** Text follows **

Re: subdir quotas

Sage Weil <sage@xxxxxxxxxxxx> · Fri, 4 Jun 2010 09:42:57 -0700 (PDT)

On Fri, 4 Jun 2010, Henry C Chang wrote:
> > preserves the current doubling logic but caps it at some value, so the
> > admin can trade throughput vs quota precision.  And/or we can make it also
> > dynamic reduce that window as the user approaches the limit.
> 
> Yes. But if there are multiple clients writing one subtree concurrently, 
> it is a little bit difficult to say if we are approaching the limit.... 
> we need to know how many clients are writing to the same subtree...

I would suggest some sort of recursive 'nested_max_size_diff' accounting 
on each mds that works similarly to the nested_* values in CInode etc.  
Basically, fix up the cache link/unlink methods in CDir to adjust the 
recursive counts (like the anchor and auth_pin counters), and define some 
specific rules like:

 - max_size_diff for any given node is max_size - size (if max_size > 
size)
 - nested_max_size diff is max_size_diff + sum over children, if child 
does not have it's own recursive quota set

The accounting can initially be done local to the mds, which means the 
extent to which clients can exceed their quota before getting shut down 
would increase if the quota subtree spans multiple mds's.  (I don't think 
that's a big deal, personally, but it depends on how strict you want to 
be.  Later we could devise some additional mechanism that allocates 
remaining quota space among nodes the region spans or something.)

Maybe a similar counter can simply count how many open files are 
contributing to that sum, so you can tell a bit more about how that 
available space should be distributed...?

> The export_dir command working well, and gives us a convenient way to test
> multi-mds scenarios. Not surprisingly, our current implementation is not
> working in mult-mds environment... :)

** End of Text **

## Parts of the exercise
1. In the subdir quotas message, what is max_size_diff for a node when max_size is greater than size?
2. Please repeat the part of the subdir quotas message that starts at the words "Re: subdir quotas" and stop after "approaches the limit.".
3. Carry on writing the subdir quotas message from the point where it stops.
The lines have no connection to the subdir quotas message.

** Given information follows **

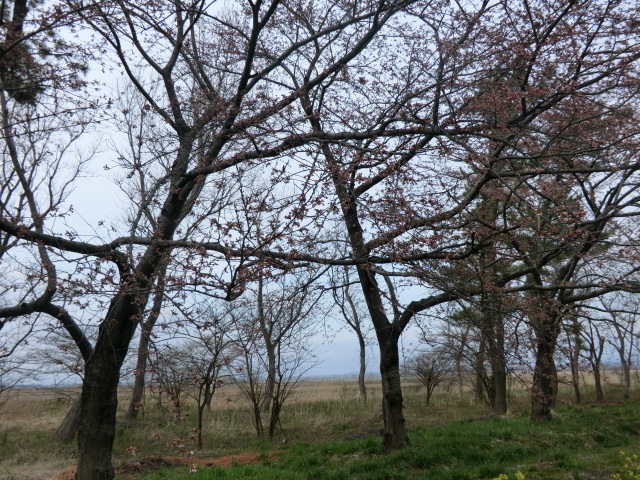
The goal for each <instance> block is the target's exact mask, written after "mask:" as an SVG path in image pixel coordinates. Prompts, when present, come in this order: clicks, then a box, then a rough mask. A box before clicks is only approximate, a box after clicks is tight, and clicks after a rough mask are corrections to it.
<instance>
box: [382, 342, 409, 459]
mask: <svg viewBox="0 0 640 480" xmlns="http://www.w3.org/2000/svg"><path fill="white" fill-rule="evenodd" d="M379 342H380V343H379V346H380V376H381V379H382V416H383V420H384V433H383V445H384V447H385V448H386V449H388V450H397V449H400V448H403V447H405V446H407V445H409V436H408V435H407V431H406V427H405V419H404V413H403V409H402V407H403V401H404V400H403V397H402V385H401V383H400V356H399V351H398V341H397V338H395V337H394V336H393V335H389V338H386V339H385V338H382V339H381V338H380V337H379Z"/></svg>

** End of Given information **

## Answers per task
1. It is max_size minus size.

2.
Re: subdir quotas

Sage Weil <sage@xxxxxxxxxxxx> · Fri, 4 Jun 2010 09:42:57 -0700 (PDT)

On Fri, 4 Jun 2010, Henry C Chang wrote:
> > preserves the current doubling logic but caps it at some value, so the
> > admin can trade throughput vs quota precision.  And/or we can make it also
> > dynamic reduce that window as the user approaches the limit.

3.
> 
> My test setup:
> Under mount point, I created /volume, /volume/aaa, /volume/bbb.
>     mds0 is authoritative for /volume, /volume/aaa.
>     mds1 is authoritative for /volume/bbb.
> Quota is set on /volume: 250M
> 
> Test case 0: pass
> cp 100M file to /volume/aaa/a0
> cp 100M file to /volume/aaa/a1
> cp 100M file to /volume/aaa/a2  ==> quota exceeded error is expected here
> 
> Test case 1: pass
> cp 100M file to /volume/bbb/b0
> cp 100M file to /volume/bbb/b1
> cp 100M file to /volume/aaa/a1  ==> quota exceeded error is expected here
> 
> Test case 2: failed
> cp 100M file to /volume/bbb/b0
> cp 100M file to /volume/bbb/b1
> cp 100M file to /volume/bbb/b2  ==> quota exceeded error is expected here
> 
> It seems that rstat can be propagated up (from mds1 to mds0) quickly (case 1);
> however, the ancestor replica (/volume) in mds1 is not updated (case 2).
> I wonder how/when the replicas get updated. I'm still digging the source code
> to find where. :(

There is a Locker::scatter_nudge() function that periodically twiddles the 
lock state on the subtree boundary so that the rstat information 
propagates betweeen nodes.  There is an interval in g_conf that controls 
how often that happens...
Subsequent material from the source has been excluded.